[Dataset excerpts on object pointing]
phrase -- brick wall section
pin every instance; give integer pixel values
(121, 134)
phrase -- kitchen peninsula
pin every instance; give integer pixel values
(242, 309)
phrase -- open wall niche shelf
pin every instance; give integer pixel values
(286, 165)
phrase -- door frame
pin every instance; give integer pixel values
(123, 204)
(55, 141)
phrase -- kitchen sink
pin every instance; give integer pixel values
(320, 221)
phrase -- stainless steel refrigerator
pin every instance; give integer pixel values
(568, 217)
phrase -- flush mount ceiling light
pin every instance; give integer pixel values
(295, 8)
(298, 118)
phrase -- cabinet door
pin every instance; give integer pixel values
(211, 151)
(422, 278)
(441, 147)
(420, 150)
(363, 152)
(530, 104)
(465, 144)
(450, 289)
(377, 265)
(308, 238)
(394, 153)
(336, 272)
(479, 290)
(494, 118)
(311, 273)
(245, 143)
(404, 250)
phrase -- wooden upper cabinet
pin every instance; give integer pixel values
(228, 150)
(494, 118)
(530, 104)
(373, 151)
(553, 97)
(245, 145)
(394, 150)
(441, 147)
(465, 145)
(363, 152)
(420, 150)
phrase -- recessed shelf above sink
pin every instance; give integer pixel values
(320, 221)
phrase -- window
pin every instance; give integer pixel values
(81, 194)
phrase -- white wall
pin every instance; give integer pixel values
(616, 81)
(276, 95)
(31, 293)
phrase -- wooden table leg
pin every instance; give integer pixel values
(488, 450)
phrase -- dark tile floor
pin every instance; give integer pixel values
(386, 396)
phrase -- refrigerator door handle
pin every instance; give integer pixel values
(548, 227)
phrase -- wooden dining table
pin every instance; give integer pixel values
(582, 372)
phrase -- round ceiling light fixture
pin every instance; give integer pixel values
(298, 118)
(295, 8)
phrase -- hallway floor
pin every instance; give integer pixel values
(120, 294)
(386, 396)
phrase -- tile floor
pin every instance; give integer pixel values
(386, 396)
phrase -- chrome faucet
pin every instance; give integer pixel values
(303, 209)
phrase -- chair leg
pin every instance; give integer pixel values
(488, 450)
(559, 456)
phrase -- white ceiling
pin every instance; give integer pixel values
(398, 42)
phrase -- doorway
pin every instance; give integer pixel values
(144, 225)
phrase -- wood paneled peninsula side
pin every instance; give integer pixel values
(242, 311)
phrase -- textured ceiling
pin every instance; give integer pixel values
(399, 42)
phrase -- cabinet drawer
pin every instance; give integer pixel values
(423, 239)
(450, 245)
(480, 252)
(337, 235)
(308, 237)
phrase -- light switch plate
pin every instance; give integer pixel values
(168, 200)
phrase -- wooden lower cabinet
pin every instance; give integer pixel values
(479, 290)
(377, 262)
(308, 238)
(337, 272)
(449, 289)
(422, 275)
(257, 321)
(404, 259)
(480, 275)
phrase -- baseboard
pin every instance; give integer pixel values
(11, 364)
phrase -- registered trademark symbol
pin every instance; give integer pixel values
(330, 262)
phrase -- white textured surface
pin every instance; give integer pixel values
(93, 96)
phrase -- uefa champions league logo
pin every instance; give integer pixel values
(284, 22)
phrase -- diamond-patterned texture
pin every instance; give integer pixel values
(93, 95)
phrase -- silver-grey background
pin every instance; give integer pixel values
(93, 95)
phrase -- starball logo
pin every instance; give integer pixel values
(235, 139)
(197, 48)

▸ **WHAT NEEDS TO BE DONE**:
Could you give again exactly the lines from the line containing "phrase -- cabinet drawer" through the final line of the data above, and no others?

▸ **SOLUTION FOR THIS TASK**:
phrase -- cabinet drawer
pin every instance; give integer pixel values
(423, 239)
(450, 245)
(480, 252)
(337, 235)
(308, 237)
phrase -- light switch plate
pin every instance; give integer pixel values
(168, 200)
phrase -- wooden lower cabinet
pin every instance; give integer pixel values
(479, 290)
(377, 262)
(308, 238)
(337, 272)
(449, 289)
(422, 275)
(257, 321)
(404, 259)
(480, 275)
phrase -- baseboard
pin every instance; give integer pixel values
(11, 364)
phrase -- registered trademark symbol
pin every instance; give integer pixel values
(330, 262)
phrase -- white textured surface
pin every instance; give integer pixel values
(93, 96)
phrase -- uefa champions league logo
pin every instance; give integer pixel values
(284, 22)
phrase -- diamond-patterned texture
pin every instance; give integer pixel values
(93, 95)
phrase -- silver-grey background
pin every instance; give integer pixel values
(93, 95)
phrase -- starball logo
pin every instance; give integer pixel values
(235, 139)
(197, 48)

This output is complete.